START Materials provided

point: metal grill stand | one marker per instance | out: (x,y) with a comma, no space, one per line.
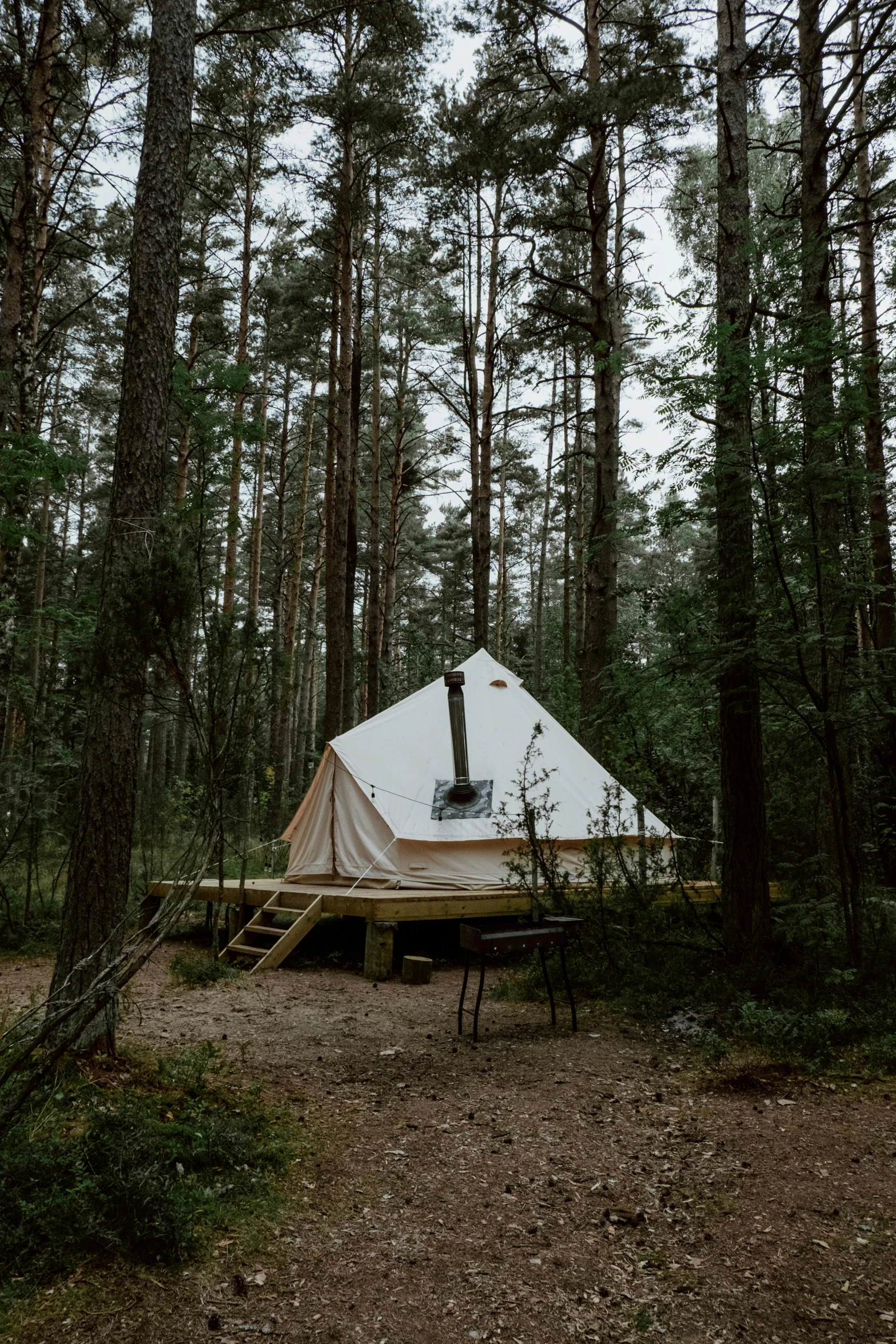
(550,933)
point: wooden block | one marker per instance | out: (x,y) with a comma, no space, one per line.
(378,949)
(417,971)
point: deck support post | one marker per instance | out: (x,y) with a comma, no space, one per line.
(378,949)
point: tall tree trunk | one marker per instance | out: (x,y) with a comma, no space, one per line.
(290,615)
(100,862)
(543,544)
(601,550)
(500,594)
(374,604)
(883,605)
(824,478)
(744,877)
(258,511)
(351,547)
(483,519)
(308,690)
(394,528)
(337,538)
(242,358)
(567,526)
(193,355)
(26,234)
(581,593)
(26,245)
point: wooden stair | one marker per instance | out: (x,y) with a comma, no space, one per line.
(264,943)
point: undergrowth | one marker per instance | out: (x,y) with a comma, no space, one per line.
(197,971)
(145,1164)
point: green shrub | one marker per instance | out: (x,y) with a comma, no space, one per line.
(882,1054)
(145,1170)
(812,1038)
(195,971)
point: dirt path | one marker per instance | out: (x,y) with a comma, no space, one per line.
(543,1187)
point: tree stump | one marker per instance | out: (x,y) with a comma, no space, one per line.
(417,971)
(378,951)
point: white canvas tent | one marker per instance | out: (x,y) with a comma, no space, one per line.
(370,811)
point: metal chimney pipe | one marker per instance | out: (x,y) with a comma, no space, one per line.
(463,790)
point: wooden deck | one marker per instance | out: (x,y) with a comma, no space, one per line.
(285,912)
(364,902)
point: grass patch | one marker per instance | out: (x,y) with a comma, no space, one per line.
(197,972)
(147,1164)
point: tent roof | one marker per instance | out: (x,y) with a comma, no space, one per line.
(397,757)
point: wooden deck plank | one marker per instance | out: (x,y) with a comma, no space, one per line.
(412,904)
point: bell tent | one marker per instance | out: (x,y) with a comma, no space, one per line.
(395,804)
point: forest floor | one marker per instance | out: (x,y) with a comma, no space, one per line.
(602,1186)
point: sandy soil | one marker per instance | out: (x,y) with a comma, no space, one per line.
(543,1187)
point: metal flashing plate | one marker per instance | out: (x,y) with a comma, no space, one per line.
(479,807)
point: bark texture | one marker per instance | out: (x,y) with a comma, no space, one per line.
(824,475)
(100,865)
(599,623)
(744,877)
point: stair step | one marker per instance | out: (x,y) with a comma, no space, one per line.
(284,939)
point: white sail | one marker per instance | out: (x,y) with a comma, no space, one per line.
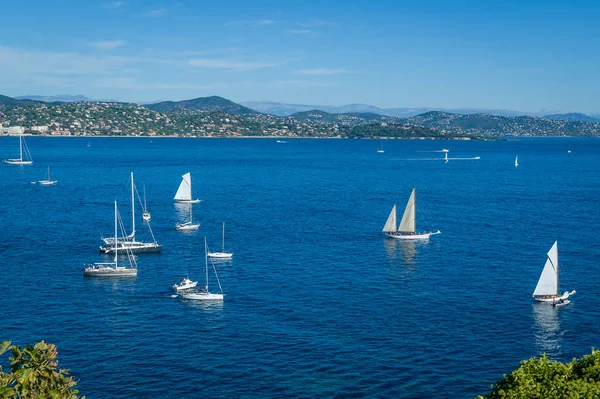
(390,225)
(184,193)
(548,282)
(408,223)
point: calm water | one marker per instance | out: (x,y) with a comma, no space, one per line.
(318,302)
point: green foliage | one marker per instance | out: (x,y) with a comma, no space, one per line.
(34,373)
(546,379)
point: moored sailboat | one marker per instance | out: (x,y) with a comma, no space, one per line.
(547,287)
(184,192)
(407,229)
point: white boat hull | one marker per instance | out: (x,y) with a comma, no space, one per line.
(187,227)
(220,255)
(17,162)
(202,296)
(554,298)
(421,236)
(188,201)
(103,271)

END Materials provided

Problem description
Each line from the line holding "point: moored sailboat" through the end of the material above is to be printed exactly, both ends included, and no other line is to appear.

Completed exercise
point: moored sailboat | one marker per instance | out: (x,y) with a comma, no space, one per line.
(547,287)
(184,192)
(407,229)
point: white boat hull | one marker per instance | out: (x,y) with a comma, no space, one per line.
(187,227)
(220,255)
(17,162)
(202,296)
(554,298)
(421,236)
(188,201)
(103,271)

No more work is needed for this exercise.